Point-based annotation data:

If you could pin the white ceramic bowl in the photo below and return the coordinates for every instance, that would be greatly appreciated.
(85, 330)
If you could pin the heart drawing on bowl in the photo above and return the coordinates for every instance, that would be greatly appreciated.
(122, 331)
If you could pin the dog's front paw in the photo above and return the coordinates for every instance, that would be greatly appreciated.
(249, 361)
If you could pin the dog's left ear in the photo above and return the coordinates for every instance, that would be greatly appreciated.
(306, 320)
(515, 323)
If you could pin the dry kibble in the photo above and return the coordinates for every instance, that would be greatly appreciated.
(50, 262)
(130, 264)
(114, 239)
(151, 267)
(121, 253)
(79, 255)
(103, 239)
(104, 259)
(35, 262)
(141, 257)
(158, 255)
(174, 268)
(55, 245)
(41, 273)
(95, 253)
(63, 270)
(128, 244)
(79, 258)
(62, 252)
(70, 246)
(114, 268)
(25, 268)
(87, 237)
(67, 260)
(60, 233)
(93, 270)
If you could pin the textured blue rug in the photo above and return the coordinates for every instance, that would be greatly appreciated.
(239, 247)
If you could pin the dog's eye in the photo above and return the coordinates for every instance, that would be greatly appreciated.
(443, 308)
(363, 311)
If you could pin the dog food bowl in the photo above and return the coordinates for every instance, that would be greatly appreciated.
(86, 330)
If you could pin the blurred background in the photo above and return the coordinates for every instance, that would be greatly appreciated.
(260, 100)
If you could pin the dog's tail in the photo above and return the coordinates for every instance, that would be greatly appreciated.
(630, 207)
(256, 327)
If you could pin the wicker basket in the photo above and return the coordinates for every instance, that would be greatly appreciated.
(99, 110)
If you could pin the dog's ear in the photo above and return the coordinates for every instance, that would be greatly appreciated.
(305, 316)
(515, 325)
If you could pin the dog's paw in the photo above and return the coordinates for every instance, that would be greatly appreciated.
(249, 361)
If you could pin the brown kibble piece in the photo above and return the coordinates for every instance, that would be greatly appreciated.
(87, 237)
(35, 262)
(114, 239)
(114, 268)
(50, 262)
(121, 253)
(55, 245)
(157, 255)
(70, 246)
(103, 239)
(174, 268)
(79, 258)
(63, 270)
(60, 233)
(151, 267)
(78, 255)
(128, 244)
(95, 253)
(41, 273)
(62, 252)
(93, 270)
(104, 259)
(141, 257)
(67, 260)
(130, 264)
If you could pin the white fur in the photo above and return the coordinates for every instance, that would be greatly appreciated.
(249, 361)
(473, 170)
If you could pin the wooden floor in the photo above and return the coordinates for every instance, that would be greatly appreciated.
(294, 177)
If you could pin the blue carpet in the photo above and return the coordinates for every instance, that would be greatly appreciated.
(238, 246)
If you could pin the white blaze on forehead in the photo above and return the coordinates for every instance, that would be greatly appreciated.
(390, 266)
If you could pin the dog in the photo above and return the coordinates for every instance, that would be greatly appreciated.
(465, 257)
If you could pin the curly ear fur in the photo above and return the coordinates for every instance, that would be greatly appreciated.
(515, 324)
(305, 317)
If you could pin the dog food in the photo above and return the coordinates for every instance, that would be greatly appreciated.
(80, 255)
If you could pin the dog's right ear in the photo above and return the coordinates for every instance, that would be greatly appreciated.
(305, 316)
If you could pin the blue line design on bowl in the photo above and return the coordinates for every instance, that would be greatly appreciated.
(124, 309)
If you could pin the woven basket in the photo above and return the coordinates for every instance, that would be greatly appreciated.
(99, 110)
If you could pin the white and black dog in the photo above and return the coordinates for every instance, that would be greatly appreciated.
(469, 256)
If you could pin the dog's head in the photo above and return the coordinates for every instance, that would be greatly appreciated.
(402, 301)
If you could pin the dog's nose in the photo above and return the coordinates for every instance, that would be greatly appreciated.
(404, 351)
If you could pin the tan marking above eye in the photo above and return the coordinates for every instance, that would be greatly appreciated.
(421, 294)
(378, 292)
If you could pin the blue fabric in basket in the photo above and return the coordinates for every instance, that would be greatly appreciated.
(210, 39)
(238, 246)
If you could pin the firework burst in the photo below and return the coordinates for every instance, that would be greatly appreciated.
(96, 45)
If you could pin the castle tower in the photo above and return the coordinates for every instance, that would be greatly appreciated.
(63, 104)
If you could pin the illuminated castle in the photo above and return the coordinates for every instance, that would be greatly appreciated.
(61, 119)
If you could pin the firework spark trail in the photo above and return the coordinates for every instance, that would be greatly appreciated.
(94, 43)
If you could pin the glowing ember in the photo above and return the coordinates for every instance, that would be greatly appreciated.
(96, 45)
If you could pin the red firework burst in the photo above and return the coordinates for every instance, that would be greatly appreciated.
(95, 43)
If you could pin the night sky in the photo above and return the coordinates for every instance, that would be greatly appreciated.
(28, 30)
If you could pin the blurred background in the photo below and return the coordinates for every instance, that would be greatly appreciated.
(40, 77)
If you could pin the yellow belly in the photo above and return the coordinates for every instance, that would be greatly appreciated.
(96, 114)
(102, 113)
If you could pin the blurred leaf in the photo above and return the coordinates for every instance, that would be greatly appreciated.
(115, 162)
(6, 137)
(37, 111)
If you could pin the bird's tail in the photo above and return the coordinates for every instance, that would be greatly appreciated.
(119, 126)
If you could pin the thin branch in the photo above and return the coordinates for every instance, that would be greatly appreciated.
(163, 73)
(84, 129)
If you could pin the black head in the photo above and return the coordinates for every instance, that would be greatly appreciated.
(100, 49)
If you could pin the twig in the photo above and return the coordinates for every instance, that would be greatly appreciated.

Aim of the task: Begin at the line containing "If you could pin the blurred leaf" and reproduce each line through the end of the records above.

Task solution:
If you could pin the blurred leaf in the photo above and return the coordinates for every instance, that would be greatly appreciated.
(115, 162)
(6, 137)
(37, 111)
If you could pin the bird's tail in the photo above and return the coordinates for every instance, that would be greatly appreciated.
(119, 126)
If you could pin the thin branch in the photo above and return the coordinates for every instance, that would be greatly appreciated.
(163, 73)
(84, 129)
If you could pin the black head in the photo above and return the coordinates for every instance, that would be greatly appreciated.
(100, 49)
If you could pin the twig in the photo above and return the coordinates for every instance, that would be greatly appreciated.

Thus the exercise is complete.